ИСХОДНЫЙ ФРАГМЕНТ:
А младший командный состав в нашей роте пополнялся новыми сержантами и старшинами, имевшими опыт недавней службы в Красной Армии и демобилизовавшимися из нее накануне войны. Это были еще молодые парни, не забывшие азбуку казарменной жизни. Приходили они к нам преимущественно из московской милиции. Встречи с ними поначалу не были простыми. Однажды на утреннем построении до завтрака перед нашим строем появились самые настоящие милиционеры. Мы их встретили громким возгласом: «У-у!» Но тут наш ротный громким и властным голосом прервал эту звуковую демонстрацию и стал представлять нам новых помкомвзводов и командиров отделений. Сначала был представлен новый старшина роты. Им стал теперь у нас вместо рыжего Бурдучкина старшина по званию (с четырьмя треугольниками на петлицах) Иван Иванович Мерзляков.

ЗАДАНИЕ 1: Определите в записях ниже все строки, содержащие строку «glass», и выпишите каждую из них без изменений.

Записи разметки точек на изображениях
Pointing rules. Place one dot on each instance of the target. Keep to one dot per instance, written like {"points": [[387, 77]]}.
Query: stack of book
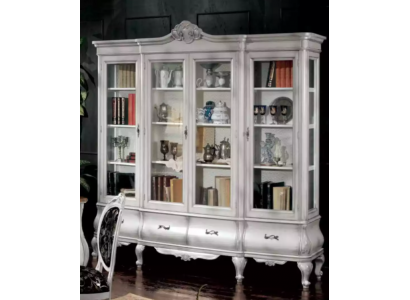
{"points": [[166, 188], [273, 195], [131, 158], [123, 110], [218, 196], [117, 181], [280, 74], [126, 76]]}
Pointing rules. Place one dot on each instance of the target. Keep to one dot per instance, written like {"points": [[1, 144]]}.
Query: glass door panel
{"points": [[166, 106], [213, 104], [273, 107], [121, 128]]}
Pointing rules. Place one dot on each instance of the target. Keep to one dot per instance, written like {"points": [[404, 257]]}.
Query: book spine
{"points": [[291, 73], [287, 74], [271, 74], [122, 110], [118, 111], [277, 71], [114, 110], [129, 109]]}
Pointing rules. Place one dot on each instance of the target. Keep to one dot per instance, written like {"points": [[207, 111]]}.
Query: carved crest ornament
{"points": [[187, 32]]}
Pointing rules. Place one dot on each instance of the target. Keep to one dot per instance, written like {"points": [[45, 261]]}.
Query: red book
{"points": [[114, 109], [129, 109], [291, 73], [282, 74], [277, 72], [287, 73]]}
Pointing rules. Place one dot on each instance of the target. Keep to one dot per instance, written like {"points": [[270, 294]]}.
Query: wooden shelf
{"points": [[273, 89], [120, 126], [213, 89], [213, 166], [167, 89], [272, 126], [167, 123], [121, 89], [212, 125], [121, 163], [276, 168]]}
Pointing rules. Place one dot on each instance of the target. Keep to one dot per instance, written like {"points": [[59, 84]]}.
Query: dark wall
{"points": [[127, 19]]}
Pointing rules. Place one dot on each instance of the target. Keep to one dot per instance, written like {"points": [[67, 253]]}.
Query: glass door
{"points": [[271, 113], [166, 131], [214, 112], [119, 127]]}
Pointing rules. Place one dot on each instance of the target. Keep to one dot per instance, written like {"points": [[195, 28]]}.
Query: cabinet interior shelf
{"points": [[120, 163], [120, 126], [167, 89], [213, 166], [212, 89], [284, 168], [212, 125], [272, 89], [272, 126], [167, 123], [121, 89]]}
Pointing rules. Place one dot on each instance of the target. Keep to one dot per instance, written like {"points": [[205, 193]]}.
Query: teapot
{"points": [[224, 149], [165, 76], [209, 153]]}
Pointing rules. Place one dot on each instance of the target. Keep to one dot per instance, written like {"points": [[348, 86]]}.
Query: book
{"points": [[212, 197], [291, 73], [114, 110], [287, 73], [167, 188], [203, 195], [271, 75], [220, 186], [176, 190], [281, 198], [277, 72], [227, 195]]}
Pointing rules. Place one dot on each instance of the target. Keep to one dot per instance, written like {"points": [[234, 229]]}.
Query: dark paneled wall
{"points": [[128, 19]]}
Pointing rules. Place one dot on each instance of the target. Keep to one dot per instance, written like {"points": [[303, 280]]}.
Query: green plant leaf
{"points": [[84, 96], [88, 74], [84, 184]]}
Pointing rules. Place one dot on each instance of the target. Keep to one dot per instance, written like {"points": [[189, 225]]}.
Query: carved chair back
{"points": [[107, 235]]}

ЗАДАНИЕ 2: Запишите полностью фрагмент о пополнении роты новыми сержантами и старшинами, сохранив в нём каждый знак.

ПРАВИЛЬНЫЙ РЕЗУЛЬТАТ 1:
Query: glass door panel
Query: glass door

ПРАВИЛЬНЫЙ РЕЗУЛЬТАТ 2:
А младший командный состав в нашей роте пополнялся новыми сержантами и старшинами, имевшими опыт недавней службы в Красной Армии и демобилизовавшимися из нее накануне войны. Это были еще молодые парни, не забывшие азбуку казарменной жизни. Приходили они к нам преимущественно из московской милиции. Встречи с ними поначалу не были простыми. Однажды на утреннем построении до завтрака перед нашим строем появились самые настоящие милиционеры. Мы их встретили громким возгласом: «У-у!» Но тут наш ротный громким и властным голосом прервал эту звуковую демонстрацию и стал представлять нам новых помкомвзводов и командиров отделений. Сначала был представлен новый старшина роты. Им стал теперь у нас вместо рыжего Бурдучкина старшина по званию (с четырьмя треугольниками на петлицах) Иван Иванович Мерзляков.